When you output the entries, begin with the first line and end with the line containing "find weathered concrete", keeping each line exactly as it is.

* [Information provided]
══════════════════════════════

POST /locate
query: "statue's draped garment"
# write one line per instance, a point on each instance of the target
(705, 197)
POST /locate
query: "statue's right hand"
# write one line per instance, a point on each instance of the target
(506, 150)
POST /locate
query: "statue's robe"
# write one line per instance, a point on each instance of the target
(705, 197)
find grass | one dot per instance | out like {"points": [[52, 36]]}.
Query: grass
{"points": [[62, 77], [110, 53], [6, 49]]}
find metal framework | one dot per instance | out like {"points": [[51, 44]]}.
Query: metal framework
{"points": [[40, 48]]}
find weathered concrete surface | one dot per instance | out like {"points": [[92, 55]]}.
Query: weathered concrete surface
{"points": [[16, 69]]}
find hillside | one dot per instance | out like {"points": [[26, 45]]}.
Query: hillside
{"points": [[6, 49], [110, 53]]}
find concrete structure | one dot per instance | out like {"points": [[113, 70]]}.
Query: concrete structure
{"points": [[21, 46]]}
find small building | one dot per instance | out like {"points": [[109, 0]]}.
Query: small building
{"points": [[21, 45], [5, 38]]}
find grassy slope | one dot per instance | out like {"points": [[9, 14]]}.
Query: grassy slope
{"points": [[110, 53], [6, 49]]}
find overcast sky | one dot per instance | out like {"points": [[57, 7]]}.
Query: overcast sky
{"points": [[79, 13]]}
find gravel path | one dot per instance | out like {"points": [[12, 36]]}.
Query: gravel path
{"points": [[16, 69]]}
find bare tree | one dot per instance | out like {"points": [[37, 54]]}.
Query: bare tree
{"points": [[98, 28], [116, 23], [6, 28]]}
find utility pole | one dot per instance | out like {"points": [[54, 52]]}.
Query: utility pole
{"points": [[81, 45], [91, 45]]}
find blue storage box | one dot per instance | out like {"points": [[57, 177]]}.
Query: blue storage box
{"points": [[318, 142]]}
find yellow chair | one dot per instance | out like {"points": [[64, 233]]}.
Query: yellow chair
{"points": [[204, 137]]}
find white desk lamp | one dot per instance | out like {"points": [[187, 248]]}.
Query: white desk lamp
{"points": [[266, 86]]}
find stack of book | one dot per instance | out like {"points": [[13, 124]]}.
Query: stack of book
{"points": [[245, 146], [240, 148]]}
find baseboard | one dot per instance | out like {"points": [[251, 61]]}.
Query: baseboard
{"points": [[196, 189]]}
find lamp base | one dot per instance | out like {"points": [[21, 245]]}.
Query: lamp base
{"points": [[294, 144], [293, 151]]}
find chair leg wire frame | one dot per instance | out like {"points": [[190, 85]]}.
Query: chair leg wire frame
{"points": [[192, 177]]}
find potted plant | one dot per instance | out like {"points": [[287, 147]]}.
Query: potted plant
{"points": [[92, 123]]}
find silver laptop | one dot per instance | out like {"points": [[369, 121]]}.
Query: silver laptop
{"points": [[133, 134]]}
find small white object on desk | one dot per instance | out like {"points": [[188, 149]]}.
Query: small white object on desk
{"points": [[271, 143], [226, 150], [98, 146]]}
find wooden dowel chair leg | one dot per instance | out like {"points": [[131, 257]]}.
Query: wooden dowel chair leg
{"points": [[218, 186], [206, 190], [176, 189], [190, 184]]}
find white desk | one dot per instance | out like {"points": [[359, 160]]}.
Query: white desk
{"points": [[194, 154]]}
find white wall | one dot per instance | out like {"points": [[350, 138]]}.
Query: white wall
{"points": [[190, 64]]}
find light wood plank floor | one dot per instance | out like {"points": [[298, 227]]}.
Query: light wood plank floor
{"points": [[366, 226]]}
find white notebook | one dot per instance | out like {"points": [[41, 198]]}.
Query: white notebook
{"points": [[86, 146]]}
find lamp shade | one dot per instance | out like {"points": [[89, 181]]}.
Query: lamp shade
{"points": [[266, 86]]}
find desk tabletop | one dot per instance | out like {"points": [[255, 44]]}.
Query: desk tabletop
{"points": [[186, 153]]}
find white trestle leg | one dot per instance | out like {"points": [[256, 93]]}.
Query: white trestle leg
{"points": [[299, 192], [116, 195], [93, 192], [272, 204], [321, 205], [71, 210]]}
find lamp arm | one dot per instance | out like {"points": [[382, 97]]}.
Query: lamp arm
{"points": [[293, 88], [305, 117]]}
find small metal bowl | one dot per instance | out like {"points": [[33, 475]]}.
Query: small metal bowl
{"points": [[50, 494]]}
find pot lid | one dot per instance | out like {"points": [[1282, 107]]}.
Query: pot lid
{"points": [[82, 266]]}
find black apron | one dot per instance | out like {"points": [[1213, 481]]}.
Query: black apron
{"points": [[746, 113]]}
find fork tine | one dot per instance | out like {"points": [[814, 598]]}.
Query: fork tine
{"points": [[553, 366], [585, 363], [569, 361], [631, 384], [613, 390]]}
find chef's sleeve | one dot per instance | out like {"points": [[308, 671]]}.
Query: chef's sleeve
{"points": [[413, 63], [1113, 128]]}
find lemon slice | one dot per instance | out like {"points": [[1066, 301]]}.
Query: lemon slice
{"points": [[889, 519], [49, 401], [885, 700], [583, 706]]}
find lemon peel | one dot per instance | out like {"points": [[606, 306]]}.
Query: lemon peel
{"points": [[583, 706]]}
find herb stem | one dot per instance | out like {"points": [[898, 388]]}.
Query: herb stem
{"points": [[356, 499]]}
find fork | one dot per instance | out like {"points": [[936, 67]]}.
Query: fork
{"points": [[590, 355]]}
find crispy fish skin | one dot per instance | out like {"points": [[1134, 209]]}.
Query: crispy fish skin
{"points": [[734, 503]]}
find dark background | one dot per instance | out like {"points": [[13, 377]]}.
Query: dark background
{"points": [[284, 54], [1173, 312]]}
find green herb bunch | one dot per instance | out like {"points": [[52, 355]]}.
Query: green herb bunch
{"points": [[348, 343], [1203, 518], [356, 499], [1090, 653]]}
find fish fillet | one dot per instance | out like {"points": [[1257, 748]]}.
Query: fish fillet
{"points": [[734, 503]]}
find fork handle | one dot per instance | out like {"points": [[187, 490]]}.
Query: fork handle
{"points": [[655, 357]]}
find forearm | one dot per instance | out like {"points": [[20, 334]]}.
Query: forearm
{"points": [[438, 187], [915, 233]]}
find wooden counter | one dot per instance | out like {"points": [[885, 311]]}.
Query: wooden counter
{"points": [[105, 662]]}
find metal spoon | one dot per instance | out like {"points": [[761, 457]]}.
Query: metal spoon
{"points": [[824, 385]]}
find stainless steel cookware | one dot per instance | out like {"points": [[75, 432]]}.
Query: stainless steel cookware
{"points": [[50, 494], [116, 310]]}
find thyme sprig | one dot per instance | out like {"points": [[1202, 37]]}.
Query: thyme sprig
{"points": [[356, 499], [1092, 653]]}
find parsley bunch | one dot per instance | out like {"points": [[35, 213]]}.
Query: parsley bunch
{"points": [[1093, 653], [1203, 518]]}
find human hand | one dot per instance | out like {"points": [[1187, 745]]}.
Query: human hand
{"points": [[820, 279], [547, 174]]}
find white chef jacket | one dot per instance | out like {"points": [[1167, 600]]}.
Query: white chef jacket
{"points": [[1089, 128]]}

══════════════════════════════

* [Output for this task]
POST /locate
query: "statue's draped garment"
# write one line per instance, a point on each instance of the target
(705, 197)
POST /locate
query: "statue's right hand"
# write one line per instance, a point on each instance of the target
(506, 150)
POST /locate
query: "statue's robe"
# write one line per instance, a point on each instance of the target
(705, 197)
find grass | one dot per instance | out like {"points": [[52, 36]]}.
Query: grass
{"points": [[62, 77], [110, 53], [6, 49]]}
find metal framework | one dot per instance | out like {"points": [[51, 44]]}.
Query: metal framework
{"points": [[40, 48]]}
find weathered concrete surface | one dot per instance | out like {"points": [[92, 55]]}.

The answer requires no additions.